Given task:
Filter the entries below, keeping every line that contains the string "wooden" and matching its case exactly.

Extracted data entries
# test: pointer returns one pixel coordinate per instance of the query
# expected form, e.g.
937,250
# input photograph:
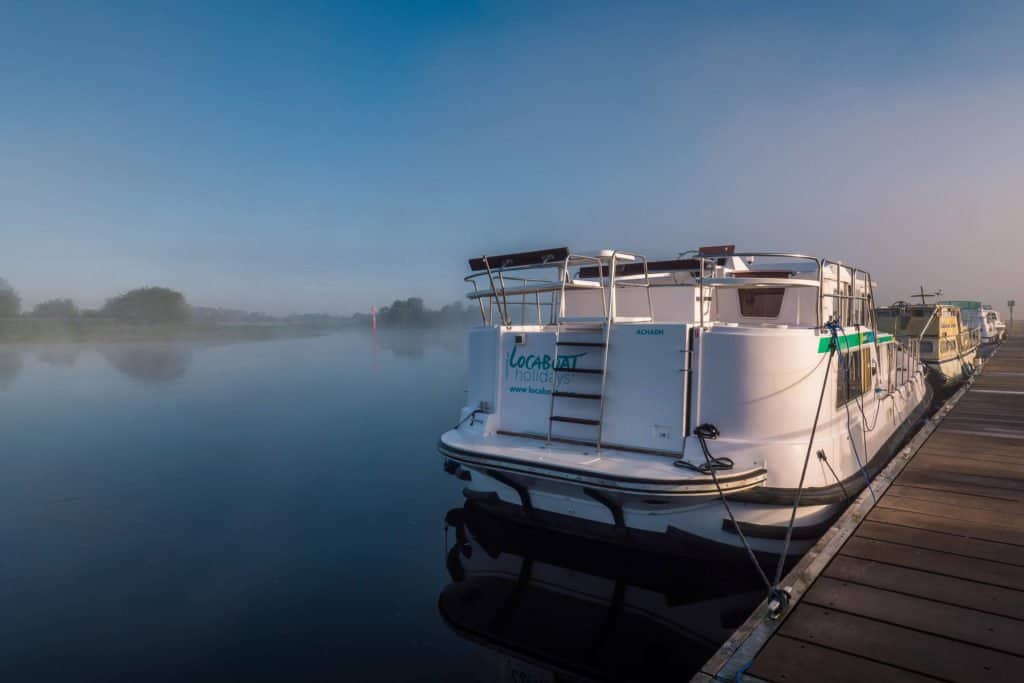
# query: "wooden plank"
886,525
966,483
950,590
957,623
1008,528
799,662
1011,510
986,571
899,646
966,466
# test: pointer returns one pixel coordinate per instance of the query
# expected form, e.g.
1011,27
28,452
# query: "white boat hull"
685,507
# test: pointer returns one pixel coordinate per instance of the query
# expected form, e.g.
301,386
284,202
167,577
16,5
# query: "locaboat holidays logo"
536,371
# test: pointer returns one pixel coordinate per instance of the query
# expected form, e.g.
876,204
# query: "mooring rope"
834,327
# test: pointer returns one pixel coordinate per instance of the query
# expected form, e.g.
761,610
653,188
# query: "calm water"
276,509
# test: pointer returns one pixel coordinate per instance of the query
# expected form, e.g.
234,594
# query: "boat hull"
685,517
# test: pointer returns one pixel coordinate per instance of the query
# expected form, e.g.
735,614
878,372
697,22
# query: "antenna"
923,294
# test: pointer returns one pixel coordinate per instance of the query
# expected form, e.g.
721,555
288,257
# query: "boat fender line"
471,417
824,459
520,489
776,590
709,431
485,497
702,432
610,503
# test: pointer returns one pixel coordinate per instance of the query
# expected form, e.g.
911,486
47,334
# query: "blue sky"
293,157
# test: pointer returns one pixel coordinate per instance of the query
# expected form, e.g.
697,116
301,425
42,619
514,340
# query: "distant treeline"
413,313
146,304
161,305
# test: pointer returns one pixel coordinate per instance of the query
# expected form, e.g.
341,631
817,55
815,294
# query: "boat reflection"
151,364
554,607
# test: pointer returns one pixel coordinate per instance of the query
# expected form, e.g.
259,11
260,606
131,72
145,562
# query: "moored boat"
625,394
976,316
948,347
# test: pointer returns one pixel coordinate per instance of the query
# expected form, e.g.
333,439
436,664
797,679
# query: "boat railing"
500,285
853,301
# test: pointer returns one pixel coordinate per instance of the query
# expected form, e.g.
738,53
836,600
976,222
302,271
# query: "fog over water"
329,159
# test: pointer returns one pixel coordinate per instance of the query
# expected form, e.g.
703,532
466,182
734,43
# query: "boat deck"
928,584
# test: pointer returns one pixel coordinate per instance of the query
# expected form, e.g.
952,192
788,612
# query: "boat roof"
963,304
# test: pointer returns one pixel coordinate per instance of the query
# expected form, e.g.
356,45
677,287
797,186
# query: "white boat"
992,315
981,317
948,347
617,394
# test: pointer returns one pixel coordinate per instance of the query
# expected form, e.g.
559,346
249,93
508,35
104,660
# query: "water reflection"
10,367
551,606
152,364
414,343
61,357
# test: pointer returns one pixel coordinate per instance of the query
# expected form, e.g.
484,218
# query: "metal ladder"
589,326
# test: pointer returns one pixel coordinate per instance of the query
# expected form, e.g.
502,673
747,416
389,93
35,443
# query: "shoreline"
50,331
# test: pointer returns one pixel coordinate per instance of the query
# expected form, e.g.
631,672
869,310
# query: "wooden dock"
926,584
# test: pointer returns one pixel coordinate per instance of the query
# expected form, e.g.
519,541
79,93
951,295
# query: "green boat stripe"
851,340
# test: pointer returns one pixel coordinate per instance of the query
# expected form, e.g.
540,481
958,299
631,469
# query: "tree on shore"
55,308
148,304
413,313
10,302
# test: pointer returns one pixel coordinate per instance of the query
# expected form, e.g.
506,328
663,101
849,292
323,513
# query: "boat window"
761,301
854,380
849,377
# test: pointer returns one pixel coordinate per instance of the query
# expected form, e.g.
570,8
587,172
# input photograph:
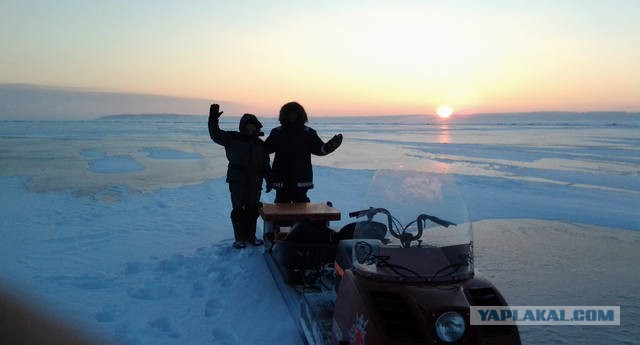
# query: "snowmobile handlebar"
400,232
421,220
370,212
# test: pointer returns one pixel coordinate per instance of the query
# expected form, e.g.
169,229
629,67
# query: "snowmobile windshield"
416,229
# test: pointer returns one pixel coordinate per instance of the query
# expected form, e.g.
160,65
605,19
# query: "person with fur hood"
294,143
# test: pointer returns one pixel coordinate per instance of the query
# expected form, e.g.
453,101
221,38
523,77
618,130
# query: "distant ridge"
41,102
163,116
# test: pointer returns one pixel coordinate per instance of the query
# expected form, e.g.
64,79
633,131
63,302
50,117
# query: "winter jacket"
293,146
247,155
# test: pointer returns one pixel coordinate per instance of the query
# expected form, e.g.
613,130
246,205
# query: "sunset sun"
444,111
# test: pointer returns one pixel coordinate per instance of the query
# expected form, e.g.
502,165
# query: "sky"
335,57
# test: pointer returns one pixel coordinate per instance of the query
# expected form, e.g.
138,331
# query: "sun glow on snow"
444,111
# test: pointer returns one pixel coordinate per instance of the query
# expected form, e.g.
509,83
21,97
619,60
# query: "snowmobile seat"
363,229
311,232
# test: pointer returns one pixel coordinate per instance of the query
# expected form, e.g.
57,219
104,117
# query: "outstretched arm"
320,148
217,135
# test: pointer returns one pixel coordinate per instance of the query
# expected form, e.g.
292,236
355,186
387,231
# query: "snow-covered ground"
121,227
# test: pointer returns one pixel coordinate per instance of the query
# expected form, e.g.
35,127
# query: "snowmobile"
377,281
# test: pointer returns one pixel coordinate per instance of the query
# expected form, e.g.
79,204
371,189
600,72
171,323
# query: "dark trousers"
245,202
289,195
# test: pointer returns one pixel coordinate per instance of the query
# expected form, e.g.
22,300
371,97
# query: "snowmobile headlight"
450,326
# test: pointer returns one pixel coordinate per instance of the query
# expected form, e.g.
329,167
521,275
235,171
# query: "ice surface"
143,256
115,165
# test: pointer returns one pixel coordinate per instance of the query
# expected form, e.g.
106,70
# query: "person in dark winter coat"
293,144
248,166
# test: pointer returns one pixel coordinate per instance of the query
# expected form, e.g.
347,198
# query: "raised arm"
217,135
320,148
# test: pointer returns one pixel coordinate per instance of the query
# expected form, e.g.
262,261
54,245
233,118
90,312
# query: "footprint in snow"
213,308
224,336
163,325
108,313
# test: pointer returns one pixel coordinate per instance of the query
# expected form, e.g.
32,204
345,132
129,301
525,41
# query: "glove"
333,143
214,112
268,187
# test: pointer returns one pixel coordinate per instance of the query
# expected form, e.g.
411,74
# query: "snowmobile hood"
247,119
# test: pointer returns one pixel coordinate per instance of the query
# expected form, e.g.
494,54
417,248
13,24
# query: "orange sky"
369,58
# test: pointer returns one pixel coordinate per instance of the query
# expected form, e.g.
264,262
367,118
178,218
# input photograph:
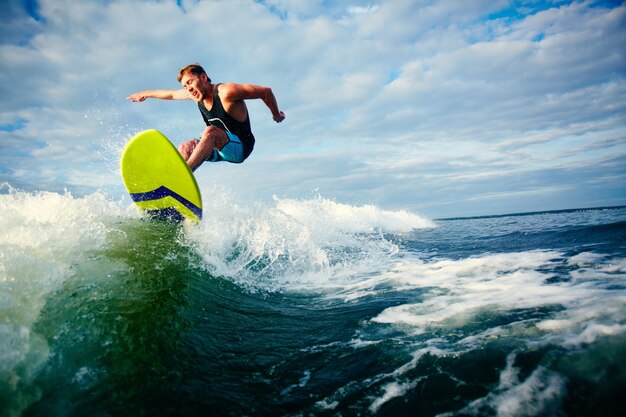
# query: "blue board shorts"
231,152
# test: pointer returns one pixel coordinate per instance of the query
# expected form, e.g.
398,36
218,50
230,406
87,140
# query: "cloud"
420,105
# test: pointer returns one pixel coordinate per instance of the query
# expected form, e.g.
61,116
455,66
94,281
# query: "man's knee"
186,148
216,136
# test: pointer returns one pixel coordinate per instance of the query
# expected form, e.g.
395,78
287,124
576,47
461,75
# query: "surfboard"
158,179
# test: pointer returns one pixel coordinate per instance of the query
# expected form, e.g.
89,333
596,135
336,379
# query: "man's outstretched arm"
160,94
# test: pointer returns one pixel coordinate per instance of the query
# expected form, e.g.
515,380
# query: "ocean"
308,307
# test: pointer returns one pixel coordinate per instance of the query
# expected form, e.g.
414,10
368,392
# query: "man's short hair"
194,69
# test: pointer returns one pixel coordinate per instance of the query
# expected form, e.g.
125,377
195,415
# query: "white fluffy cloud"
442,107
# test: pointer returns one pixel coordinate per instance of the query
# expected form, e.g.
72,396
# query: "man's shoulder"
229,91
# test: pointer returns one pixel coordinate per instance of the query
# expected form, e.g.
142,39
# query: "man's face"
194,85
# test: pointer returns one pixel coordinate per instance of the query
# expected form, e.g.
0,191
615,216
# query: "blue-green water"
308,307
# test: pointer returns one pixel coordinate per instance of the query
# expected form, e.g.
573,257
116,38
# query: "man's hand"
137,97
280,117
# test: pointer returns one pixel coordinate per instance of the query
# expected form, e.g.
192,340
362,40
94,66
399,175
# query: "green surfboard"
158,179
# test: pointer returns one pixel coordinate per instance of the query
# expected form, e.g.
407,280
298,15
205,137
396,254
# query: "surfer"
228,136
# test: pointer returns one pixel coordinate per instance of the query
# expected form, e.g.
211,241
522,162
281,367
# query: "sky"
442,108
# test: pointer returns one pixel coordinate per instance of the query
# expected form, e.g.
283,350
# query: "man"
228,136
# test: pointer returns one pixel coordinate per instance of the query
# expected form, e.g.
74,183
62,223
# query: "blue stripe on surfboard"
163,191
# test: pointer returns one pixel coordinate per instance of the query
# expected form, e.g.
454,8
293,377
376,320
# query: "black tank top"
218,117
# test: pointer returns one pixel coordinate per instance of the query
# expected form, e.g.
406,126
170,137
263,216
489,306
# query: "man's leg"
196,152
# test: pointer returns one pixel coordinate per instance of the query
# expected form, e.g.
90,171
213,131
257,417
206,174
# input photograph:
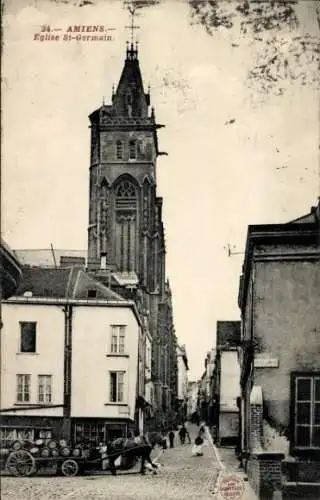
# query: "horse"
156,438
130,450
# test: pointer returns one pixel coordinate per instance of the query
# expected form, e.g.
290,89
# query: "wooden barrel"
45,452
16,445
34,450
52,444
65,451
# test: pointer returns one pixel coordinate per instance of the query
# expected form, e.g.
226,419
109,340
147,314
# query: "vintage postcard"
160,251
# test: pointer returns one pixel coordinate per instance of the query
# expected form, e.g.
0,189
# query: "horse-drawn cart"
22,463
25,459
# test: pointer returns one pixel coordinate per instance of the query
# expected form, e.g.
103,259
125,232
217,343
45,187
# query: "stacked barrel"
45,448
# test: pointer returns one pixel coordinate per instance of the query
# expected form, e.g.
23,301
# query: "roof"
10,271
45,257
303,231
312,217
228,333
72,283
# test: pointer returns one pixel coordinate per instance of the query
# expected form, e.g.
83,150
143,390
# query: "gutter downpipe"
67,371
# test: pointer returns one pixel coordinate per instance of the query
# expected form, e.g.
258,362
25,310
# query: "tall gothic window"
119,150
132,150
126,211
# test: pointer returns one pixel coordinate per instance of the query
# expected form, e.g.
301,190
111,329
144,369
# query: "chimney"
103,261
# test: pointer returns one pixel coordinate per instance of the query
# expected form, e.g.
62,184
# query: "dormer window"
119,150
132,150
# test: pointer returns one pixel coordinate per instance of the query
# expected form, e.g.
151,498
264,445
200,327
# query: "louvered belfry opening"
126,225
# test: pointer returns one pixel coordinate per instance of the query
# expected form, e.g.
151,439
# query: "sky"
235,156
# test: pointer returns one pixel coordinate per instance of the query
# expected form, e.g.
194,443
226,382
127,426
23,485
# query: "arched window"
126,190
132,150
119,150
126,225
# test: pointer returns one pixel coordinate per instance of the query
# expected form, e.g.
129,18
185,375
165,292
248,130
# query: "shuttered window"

Task output:
# query: "wooden plank"
# query: "wooden dock"
# query: "wooden barrel"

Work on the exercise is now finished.